## [Aim A]
In the rows, start at the line that contains "--target bar stool backrest" and stop at the end of the rows. Reproduce those lines, swapping "mask" for "region" and leaving everything else unchanged.

Before the pronoun grammar, master how weather nouns change form. The most productive pattern at B1 is noun + -y → adjective: wind → windy, fog → foggy, storm → stormy.
Spelling rule: short vowel + single consonant → double the consonant before -y (fog → foggy, sun → sunny).
Compound nouns join two nouns to name a new object: rain + coat = raincoat. The first noun describes the second: a raincoat is a coat for rain; rainfall is the amount of rain that falls. These are always singular in form even if the idea is plural.
| Noun | Adjective (-y) | Compound nouns | Bulgarian |
|---|---|---|---|
| rain | rainy | raincoat · rainfall · rainbow | дъжд → дъждовен |
| sun | sunny | sunshine · sunburn · sunscreen | слънце → слънчев |
| wind | windy | windmill · windscreen | вятър → ветровит |
| snow | snowy | snowfall · snowflake · snowstorm | сняг → снежен |
| fog | foggy | — | мъгла → мъглив |
| cloud | cloudy | thundercloud · cloudless | облак → облачен |
| ice | icy | iceberg · ice cap | лед → заледен |
| storm | stormy | thunderstorm · snowstorm | буря → бурен |
Think of a sentence as an action flowing from left to right: DOER → action → RECEIVER.
The subject (doer) starts the action → use I, you, he, she, it, we, they.
The object (receiver) receives the action → use me, you, him, her, it, us, them.
⚠️ Three common Bulgarian-speaker errors:
1. "Me and him watched the storm." — Both are subjects, so both need subject pronouns, and "I" always goes last: He and I watched the storm.
2. "The storm scared we." — After a verb, always use an object pronoun: scared us.
3. "The atmosphere, it is warming." — Never echo the subject with a pronoun. Say either The atmosphere is warming or It is warming, not both.
| Subject pronouns (doer) | Object pronouns (receiver) | Weather example |
|---|---|---|
| I · you · he · she | me · you · him · her | She warned him about the flood. |
| it · we · they | it · us · them | It (the hurricane) destroyed them (the crops). |
| Note: "it" is identical in both positions — context tells you the role. "It destroyed the town" (subject) vs. "The storm hit it" (object). | ||
A relative clause gives extra information about a noun — it is like a built-in description. The relative pronoun connects the two parts.
Choose based on what type of noun you are describing:
who / that → a person (meteorologist, resident, scientist)
which / that → a thing or event (tornado, storm, drought)
where → a place (desert, region, country)
whose → possession — replaces a possessive before a noun (his/her/its/their)
⚠️ Common errors at B1:
1. Using which for a person: "a scientist which studies floods" → must be who.
2. Adding an extra pronoun: "a storm that it rotates fast" → drop it: that rotates.
3. Using which for a place: "a place which it never rains" → where it never rains.
English has two ways to show possession:
Possessive adjective — used before a noun to describe it: my, your, his, her, its, our, their.

## [Records for this task]
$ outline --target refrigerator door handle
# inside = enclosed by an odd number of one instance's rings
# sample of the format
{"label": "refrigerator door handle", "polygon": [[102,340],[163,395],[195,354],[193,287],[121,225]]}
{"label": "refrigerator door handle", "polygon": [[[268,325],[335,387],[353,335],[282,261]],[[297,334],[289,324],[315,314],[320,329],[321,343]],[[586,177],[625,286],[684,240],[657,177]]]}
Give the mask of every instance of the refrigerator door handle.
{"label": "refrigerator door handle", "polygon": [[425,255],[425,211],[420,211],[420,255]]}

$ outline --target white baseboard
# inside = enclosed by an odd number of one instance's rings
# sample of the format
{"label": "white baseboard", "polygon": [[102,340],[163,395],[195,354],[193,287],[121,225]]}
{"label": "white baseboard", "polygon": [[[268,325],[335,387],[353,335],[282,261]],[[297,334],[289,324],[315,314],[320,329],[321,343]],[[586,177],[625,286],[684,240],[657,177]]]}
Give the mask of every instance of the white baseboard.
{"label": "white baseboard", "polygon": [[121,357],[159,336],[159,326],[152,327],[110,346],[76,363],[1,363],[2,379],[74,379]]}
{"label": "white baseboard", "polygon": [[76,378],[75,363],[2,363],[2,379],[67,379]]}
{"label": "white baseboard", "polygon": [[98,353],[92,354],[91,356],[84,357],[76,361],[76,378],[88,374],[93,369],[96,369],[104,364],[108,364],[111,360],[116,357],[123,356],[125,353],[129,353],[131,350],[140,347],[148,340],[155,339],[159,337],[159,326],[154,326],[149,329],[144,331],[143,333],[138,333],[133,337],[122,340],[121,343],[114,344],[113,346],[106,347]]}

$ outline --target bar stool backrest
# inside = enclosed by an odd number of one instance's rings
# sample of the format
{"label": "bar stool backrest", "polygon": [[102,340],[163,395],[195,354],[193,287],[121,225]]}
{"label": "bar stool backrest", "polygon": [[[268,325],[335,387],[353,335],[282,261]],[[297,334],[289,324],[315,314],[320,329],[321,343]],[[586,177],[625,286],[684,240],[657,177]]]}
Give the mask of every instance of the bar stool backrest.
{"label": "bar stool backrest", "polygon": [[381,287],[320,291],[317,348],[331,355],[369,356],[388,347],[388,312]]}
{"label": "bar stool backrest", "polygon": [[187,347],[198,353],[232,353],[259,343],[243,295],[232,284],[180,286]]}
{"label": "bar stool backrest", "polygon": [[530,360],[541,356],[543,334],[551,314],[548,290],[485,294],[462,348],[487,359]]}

## [Aim B]
Write the next part of the English grammar lesson on weather words, pronouns, and possession, picking up right after its last sentence.

## [Exercise answer A]
$ outline --target bar stool backrest
# inside = enclosed by an odd number of one instance's rings
# sample of the format
{"label": "bar stool backrest", "polygon": [[102,340],[163,395],[195,354],[193,287],[121,225]]}
{"label": "bar stool backrest", "polygon": [[[268,325],[335,387],[353,335],[282,261]],[[297,334],[289,324],[315,314],[320,329],[321,343]],[[586,177],[625,286],[684,240],[657,177]]]}
Give the region of every instance of the bar stool backrest.
{"label": "bar stool backrest", "polygon": [[381,287],[320,291],[317,348],[331,355],[369,356],[388,347],[388,312]]}
{"label": "bar stool backrest", "polygon": [[187,347],[198,353],[232,353],[259,343],[243,295],[232,284],[180,286]]}
{"label": "bar stool backrest", "polygon": [[530,360],[541,356],[543,334],[551,314],[548,290],[485,294],[462,348],[487,359]]}

## [Exercise answer B]
Possessive pronoun — used alone to replace the whole noun phrase: mine, yours, his, hers, —, ours, theirs.
The key test: is there a noun after it?
→ Yes: use the adjective form: It is my umbrella.
→ No (noun already mentioned or implied): use the pronoun form: It is mine. (✗ It is mine umbrella)
⚠️ its (possessive adjective, no apostrophe) ≠ it's (it is). There is no standalone possessive pronoun for it.
| Possessive adjective + noun | Possessive pronoun (alone) | Weather context |
|---|---|---|
| my umbrella | mine | My umbrella is broken. Can I use yours? |
| your raincoat | yours | Is that raincoat hers or his? |
| their forecast | theirs | Our forecast was right; theirs was not. |
| our shelter | ours | They found a shelter. Ours was further away. |
Use a reflexive pronoun when the subject and the object are the same person or thing.
Forms: myself, yourself, himself, herself, itself, ourselves, yourselves, themselves.
There are three uses at B1:
1. Standard reflexive — the action goes back to the doer: She burned herself on the hot sand. (subject = she, object = she)
2. Emphatic — adds stress or surprise; the pronoun can be moved or removed: The storm itself lasted only two hours. / I myself checked the forecast.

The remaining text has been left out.